START Records supplied

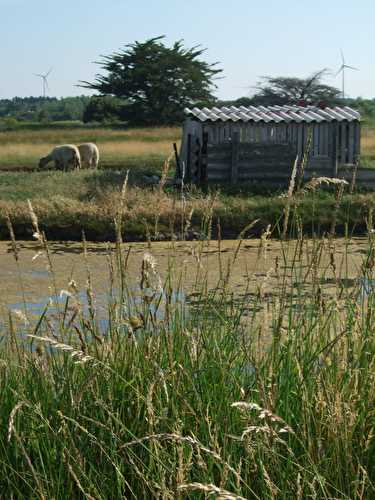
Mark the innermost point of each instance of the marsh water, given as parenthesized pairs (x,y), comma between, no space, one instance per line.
(29,281)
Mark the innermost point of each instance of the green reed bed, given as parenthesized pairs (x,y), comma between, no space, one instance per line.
(194,394)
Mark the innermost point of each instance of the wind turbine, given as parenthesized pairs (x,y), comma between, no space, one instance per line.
(45,82)
(342,69)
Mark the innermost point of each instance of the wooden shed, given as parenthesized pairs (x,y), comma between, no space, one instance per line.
(237,144)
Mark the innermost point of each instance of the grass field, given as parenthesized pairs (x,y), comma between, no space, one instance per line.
(68,203)
(209,394)
(119,148)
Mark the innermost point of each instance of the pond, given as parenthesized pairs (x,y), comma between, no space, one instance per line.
(243,267)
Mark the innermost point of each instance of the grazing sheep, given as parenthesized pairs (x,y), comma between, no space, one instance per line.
(89,154)
(65,157)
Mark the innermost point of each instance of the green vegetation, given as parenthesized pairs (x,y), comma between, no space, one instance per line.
(265,395)
(68,203)
(41,109)
(154,82)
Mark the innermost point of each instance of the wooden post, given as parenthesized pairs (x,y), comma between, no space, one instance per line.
(204,159)
(344,143)
(178,164)
(188,161)
(235,155)
(335,149)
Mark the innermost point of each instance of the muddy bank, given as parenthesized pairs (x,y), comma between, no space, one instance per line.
(242,267)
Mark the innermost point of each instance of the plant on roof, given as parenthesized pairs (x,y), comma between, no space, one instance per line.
(156,82)
(282,90)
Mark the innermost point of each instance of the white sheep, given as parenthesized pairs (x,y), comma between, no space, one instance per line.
(89,154)
(65,157)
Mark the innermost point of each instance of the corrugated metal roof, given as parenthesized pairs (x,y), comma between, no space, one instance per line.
(274,114)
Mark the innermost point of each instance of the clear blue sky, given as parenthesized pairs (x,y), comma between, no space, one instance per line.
(249,38)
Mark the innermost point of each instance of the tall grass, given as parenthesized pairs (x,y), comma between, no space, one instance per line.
(195,393)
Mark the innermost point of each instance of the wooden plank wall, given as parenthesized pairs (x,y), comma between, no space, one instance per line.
(237,161)
(332,144)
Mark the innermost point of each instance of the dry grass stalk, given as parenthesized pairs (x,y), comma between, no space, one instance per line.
(81,356)
(354,176)
(12,417)
(181,439)
(120,212)
(339,195)
(289,198)
(211,489)
(316,182)
(12,236)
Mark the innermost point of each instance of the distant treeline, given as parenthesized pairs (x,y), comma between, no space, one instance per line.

END Records supplied

Convert the records above into a JSON list of strings with one string per line, leaving out blank lines and the picture lines.

[
  "Mark the innermost point of each instance of the marsh water, given as parenthesized pairs (x,y), comma between, no space, one instance per line.",
  "(29,281)",
  "Mark the innermost point of each instance of the green reed bed, given as parenthesized pairs (x,y), comma between, no space, one instance per line.",
  "(194,394)",
  "Mark the innermost point of each instance of the wind turbine, given as parenthesized pairs (x,y), comma between, no space, one instance per line.",
  "(45,82)",
  "(342,69)",
  "Mark the innermost point of each instance of the wooden shed, given as parenthesized pairs (x,y), comma between, no space, one instance per line.",
  "(237,144)",
  "Mark the innermost point of each instance of the grass field, given as parenthesized pairs (x,y), comma between, no space, one instance per line.",
  "(68,203)",
  "(209,394)",
  "(119,148)",
  "Mark the innermost point of each instance of the pond, given as parenthesized pairs (x,y), comma between, no space, one instance per line.",
  "(243,267)",
  "Mark the innermost point of each instance of the grazing sheep, given as parenthesized pairs (x,y), comma between, no space, one instance per line.",
  "(89,154)",
  "(65,157)",
  "Mark the innermost point of each instance of the green vegetation, given as parenthesized pairs (x,y), comma between, no space, one instance per line.",
  "(265,395)",
  "(68,203)",
  "(41,109)",
  "(154,82)",
  "Mark the innermost point of each instance of the wooden post, given as parenthesized pairs (x,y), comma between, no space, one instance per line.",
  "(204,159)",
  "(344,143)",
  "(178,164)",
  "(188,161)",
  "(235,155)",
  "(335,149)",
  "Mark the innermost point of each instance of the muddy bank, given as parenthesized pairs (x,y), comma between, no space, one instance per line.",
  "(242,267)",
  "Mark the innermost point of each instance of the plant on roof, given as parenthesized pairs (x,y), comma between, no space, one instance per line.",
  "(156,82)",
  "(282,90)",
  "Mark the innermost point of each instance of the white sheep, given as parenthesized pairs (x,y), comma between, no space, one instance per line.",
  "(89,154)",
  "(65,157)",
  "Mark the innermost point of each instance of the corrugated metal roof, given as parenthesized pairs (x,y), comma between, no space, one instance per line.",
  "(274,114)",
  "Mark the innermost point of each instance of the clear blue sky, given as parenthesized pairs (x,y), comma between, no space, one instance per line.",
  "(249,38)",
  "Mark the innermost point of each instance of the tall grass, given as parenthesized pairs (x,y), comma between, no space, one instance per line.",
  "(195,393)",
  "Mark the innermost point of each instance of the wooden plank wall, given as parenthesized pairs (x,y), comma between, no space, one instance per line.",
  "(237,161)",
  "(332,144)",
  "Mark the innermost point of each instance of the dry grass stalk, given as parenthesized pairs (x,y), comma between, no space, one instance per line.",
  "(81,356)",
  "(354,176)",
  "(12,417)",
  "(181,439)",
  "(120,212)",
  "(339,195)",
  "(289,198)",
  "(211,489)",
  "(316,182)",
  "(12,236)",
  "Mark the innermost point of each instance of the distant treeline, given as parenthesized pairs (x,y), comma between, no space, one instance per line."
]